* What you have to do *
Transcribe every record below word for word.

* Provided records *
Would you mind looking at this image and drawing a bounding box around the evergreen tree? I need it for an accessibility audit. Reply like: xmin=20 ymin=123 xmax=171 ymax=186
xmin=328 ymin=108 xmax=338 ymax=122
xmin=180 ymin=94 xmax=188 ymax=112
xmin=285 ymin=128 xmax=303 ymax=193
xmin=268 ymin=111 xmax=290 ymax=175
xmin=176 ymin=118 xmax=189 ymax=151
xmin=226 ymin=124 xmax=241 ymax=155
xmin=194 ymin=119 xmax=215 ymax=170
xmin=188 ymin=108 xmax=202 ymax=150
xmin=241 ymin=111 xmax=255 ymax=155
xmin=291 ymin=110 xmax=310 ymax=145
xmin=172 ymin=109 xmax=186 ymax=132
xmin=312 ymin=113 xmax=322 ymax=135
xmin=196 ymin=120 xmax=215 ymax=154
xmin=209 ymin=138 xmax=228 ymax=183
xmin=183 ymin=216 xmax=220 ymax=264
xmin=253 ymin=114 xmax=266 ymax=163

* Solution below *
Would you mind looking at this image and drawing a bounding box around the evergreen tree? I need it for an accessibility audit. Reply like: xmin=20 ymin=123 xmax=171 ymax=186
xmin=328 ymin=108 xmax=338 ymax=122
xmin=180 ymin=94 xmax=188 ymax=112
xmin=285 ymin=128 xmax=303 ymax=193
xmin=268 ymin=111 xmax=290 ymax=175
xmin=176 ymin=118 xmax=189 ymax=151
xmin=226 ymin=124 xmax=241 ymax=155
xmin=194 ymin=119 xmax=215 ymax=170
xmin=188 ymin=108 xmax=202 ymax=150
xmin=241 ymin=111 xmax=255 ymax=155
xmin=291 ymin=110 xmax=310 ymax=145
xmin=172 ymin=109 xmax=186 ymax=132
xmin=312 ymin=113 xmax=322 ymax=135
xmin=196 ymin=120 xmax=215 ymax=154
xmin=209 ymin=138 xmax=228 ymax=183
xmin=183 ymin=216 xmax=220 ymax=264
xmin=253 ymin=114 xmax=266 ymax=163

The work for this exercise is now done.